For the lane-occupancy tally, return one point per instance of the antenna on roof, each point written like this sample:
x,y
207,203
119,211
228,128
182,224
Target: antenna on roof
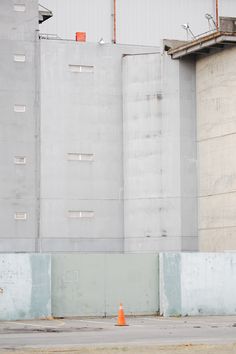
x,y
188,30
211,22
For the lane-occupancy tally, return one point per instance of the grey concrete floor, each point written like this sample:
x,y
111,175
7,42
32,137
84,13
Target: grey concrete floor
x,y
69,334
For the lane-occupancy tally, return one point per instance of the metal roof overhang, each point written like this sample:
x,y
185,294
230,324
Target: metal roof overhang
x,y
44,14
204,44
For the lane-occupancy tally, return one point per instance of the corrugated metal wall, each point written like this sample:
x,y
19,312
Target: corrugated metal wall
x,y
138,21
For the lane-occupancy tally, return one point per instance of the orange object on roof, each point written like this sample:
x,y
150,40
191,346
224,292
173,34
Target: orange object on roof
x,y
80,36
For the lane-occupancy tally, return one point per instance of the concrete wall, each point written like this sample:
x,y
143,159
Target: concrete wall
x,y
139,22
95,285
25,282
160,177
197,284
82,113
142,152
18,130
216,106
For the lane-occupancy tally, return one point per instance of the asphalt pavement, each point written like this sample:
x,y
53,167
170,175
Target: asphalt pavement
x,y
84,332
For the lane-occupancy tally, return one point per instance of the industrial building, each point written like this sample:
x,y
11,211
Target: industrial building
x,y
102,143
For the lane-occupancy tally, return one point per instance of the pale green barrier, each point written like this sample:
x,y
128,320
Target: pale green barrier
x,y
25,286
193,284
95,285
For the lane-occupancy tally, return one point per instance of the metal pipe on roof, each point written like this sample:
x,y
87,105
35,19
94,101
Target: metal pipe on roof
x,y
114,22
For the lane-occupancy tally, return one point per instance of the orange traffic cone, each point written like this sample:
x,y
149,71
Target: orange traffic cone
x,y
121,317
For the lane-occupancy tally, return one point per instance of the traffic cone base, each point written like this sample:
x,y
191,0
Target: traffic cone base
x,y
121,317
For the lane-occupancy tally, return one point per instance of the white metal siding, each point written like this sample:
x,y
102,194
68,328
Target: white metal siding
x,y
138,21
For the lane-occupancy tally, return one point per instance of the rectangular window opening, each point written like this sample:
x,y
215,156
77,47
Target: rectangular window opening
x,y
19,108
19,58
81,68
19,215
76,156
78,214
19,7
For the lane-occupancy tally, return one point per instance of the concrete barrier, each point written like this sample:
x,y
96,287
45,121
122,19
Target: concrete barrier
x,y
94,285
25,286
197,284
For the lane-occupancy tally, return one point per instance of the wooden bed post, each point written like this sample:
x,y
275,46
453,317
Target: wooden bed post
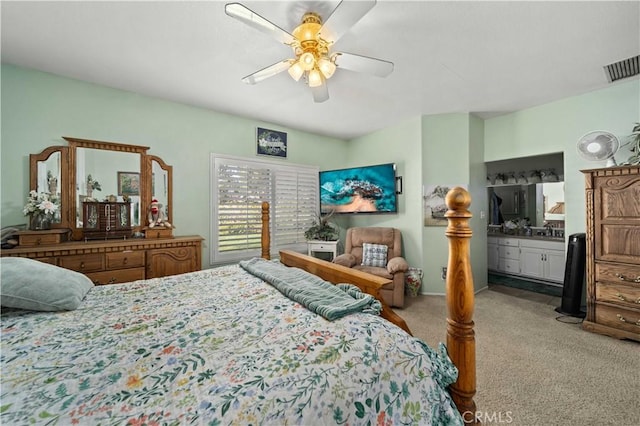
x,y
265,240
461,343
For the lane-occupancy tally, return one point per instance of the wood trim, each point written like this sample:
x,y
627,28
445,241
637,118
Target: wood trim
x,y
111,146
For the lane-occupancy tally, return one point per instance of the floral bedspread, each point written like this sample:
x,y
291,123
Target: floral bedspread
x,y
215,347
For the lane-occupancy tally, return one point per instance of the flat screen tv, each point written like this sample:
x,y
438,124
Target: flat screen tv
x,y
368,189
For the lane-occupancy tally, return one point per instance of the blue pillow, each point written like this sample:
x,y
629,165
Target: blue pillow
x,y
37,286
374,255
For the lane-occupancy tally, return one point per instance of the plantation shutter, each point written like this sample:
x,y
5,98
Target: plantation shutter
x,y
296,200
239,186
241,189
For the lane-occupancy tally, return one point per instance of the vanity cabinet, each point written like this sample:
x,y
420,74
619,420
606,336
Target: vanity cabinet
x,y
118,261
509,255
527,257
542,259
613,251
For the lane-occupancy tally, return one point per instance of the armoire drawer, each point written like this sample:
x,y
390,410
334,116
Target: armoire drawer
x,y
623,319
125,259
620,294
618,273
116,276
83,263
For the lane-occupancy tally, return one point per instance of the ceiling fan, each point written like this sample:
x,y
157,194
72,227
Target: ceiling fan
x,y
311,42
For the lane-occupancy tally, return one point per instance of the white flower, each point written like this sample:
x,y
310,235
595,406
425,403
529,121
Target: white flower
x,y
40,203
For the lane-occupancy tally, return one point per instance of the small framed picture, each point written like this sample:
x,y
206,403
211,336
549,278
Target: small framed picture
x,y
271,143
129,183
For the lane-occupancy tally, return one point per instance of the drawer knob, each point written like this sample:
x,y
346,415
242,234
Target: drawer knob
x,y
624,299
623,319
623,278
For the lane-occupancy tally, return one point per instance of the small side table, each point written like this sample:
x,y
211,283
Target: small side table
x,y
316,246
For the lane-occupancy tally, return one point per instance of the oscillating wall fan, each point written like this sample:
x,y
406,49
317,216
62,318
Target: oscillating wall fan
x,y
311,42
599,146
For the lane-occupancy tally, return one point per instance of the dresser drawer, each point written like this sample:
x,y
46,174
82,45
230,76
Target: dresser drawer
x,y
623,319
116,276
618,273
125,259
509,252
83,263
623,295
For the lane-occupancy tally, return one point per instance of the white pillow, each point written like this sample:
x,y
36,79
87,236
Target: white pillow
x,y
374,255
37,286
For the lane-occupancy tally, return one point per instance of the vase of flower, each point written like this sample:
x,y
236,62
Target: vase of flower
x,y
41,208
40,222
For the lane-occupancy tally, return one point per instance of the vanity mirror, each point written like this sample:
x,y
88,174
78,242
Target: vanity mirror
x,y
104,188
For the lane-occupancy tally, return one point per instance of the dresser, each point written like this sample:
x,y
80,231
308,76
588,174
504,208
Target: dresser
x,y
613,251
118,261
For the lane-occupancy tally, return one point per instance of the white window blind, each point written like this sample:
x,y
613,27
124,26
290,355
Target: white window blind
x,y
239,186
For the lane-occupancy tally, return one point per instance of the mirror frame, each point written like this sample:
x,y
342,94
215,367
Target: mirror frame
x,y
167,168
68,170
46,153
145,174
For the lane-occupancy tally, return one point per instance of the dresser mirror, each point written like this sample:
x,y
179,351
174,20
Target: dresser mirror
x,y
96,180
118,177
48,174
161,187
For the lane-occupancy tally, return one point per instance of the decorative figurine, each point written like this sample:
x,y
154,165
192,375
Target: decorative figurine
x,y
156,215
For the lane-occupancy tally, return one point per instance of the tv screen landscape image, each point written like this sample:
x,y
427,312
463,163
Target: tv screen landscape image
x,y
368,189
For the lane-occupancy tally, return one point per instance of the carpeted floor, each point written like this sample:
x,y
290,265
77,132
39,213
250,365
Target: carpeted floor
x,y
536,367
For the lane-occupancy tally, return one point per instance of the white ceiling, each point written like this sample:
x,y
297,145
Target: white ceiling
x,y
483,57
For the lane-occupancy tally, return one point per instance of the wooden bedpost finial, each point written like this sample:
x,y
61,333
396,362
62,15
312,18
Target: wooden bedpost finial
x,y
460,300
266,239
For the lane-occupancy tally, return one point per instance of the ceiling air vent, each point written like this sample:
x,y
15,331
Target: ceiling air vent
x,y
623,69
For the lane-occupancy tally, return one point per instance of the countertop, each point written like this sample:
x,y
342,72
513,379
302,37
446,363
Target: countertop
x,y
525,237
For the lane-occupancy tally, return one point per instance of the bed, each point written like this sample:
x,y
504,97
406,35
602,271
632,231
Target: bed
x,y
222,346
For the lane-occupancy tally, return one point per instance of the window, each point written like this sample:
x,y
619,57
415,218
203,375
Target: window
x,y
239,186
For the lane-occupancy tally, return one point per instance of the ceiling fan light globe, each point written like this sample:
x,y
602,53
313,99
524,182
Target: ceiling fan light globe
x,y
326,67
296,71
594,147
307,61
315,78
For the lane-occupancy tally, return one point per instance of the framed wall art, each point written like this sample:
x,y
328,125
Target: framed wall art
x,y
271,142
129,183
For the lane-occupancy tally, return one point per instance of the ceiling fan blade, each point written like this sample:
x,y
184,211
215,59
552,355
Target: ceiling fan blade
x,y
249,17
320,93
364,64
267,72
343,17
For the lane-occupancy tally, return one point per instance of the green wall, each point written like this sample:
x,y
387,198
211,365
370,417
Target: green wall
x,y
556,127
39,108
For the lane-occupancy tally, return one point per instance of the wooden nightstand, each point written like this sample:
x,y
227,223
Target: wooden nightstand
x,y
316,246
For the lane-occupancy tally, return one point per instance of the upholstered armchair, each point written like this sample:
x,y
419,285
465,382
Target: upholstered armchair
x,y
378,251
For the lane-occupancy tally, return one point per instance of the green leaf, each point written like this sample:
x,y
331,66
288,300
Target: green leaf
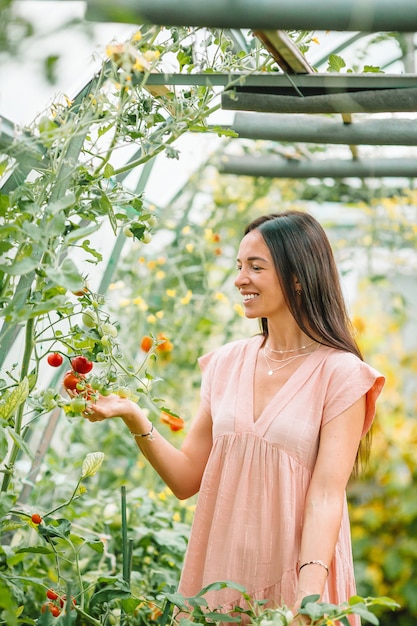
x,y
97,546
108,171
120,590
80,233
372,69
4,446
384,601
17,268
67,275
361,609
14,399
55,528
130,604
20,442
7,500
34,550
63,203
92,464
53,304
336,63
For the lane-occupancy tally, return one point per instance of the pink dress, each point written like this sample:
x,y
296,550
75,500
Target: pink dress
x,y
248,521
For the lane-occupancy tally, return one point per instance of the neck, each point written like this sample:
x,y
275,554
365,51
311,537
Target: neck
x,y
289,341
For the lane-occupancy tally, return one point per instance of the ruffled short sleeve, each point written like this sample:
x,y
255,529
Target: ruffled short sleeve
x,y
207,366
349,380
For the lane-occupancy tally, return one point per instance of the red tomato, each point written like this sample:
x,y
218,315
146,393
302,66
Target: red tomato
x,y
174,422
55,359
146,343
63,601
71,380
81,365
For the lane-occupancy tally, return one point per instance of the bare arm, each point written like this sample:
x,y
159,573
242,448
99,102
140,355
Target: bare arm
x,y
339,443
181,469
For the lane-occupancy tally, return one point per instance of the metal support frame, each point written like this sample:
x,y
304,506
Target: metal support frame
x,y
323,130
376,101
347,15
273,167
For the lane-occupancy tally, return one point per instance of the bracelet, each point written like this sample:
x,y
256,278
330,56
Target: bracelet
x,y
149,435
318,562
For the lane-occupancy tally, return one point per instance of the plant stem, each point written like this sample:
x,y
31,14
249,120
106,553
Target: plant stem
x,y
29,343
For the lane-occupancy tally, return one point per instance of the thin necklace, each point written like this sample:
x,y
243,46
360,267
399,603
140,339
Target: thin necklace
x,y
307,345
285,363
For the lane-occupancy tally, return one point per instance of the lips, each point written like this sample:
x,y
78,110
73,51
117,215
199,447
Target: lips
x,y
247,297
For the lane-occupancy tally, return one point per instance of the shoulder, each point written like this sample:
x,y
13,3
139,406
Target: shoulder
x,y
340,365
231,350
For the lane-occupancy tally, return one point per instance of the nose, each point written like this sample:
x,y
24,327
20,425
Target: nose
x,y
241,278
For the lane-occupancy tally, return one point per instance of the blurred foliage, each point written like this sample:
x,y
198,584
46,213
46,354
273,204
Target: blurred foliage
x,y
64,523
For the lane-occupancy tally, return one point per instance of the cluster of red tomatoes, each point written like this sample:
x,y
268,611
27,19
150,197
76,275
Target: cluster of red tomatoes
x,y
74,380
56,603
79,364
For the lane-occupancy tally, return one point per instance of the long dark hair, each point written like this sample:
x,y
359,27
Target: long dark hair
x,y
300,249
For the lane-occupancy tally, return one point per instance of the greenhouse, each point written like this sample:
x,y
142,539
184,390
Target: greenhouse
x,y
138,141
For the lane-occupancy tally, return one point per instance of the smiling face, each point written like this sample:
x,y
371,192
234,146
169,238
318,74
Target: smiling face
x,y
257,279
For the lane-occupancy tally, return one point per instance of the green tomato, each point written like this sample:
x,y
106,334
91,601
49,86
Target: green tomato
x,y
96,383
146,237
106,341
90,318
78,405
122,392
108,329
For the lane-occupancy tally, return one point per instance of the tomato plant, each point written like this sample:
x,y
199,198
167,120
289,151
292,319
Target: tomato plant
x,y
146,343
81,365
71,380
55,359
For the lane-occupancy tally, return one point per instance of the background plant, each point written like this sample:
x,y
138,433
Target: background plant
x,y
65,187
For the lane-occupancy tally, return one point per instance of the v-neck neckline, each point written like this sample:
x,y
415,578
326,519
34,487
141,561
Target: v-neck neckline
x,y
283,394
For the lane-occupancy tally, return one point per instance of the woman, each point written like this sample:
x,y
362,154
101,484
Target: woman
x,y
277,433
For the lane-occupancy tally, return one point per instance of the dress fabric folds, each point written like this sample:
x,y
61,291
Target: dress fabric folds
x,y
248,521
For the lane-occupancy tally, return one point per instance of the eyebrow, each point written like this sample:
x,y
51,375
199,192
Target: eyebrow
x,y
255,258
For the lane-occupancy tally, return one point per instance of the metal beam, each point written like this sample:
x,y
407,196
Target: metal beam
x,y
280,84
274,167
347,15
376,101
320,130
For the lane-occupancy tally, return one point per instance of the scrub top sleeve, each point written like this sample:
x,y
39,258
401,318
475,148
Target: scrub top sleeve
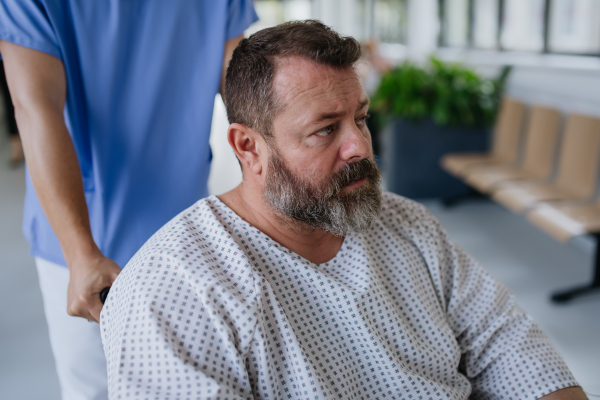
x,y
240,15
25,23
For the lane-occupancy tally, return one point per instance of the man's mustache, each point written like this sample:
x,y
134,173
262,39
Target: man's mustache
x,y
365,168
────
Exercise objective >> Reproduce the part of the records that opens with the line containing "metal beam, each" and closes with the final line of the records, leaving the pictures out.

Exercise solution >>
For the lane-occupancy tally, return one point per instance of the metal beam, each point written like this sample:
x,y
407,196
Target: metal beam
x,y
280,84
274,167
347,15
376,101
320,130
For the lane-occupancy tally, return one point per instance of the scrub top sleeve, each point written like this sample:
x,y
39,258
401,318
475,148
Target: scrub top sleeve
x,y
240,15
25,23
For the lane-occupancy tally, return one point per instance of the man's mustache, each point written like this sample:
x,y
134,173
262,39
Target: man's mustache
x,y
365,168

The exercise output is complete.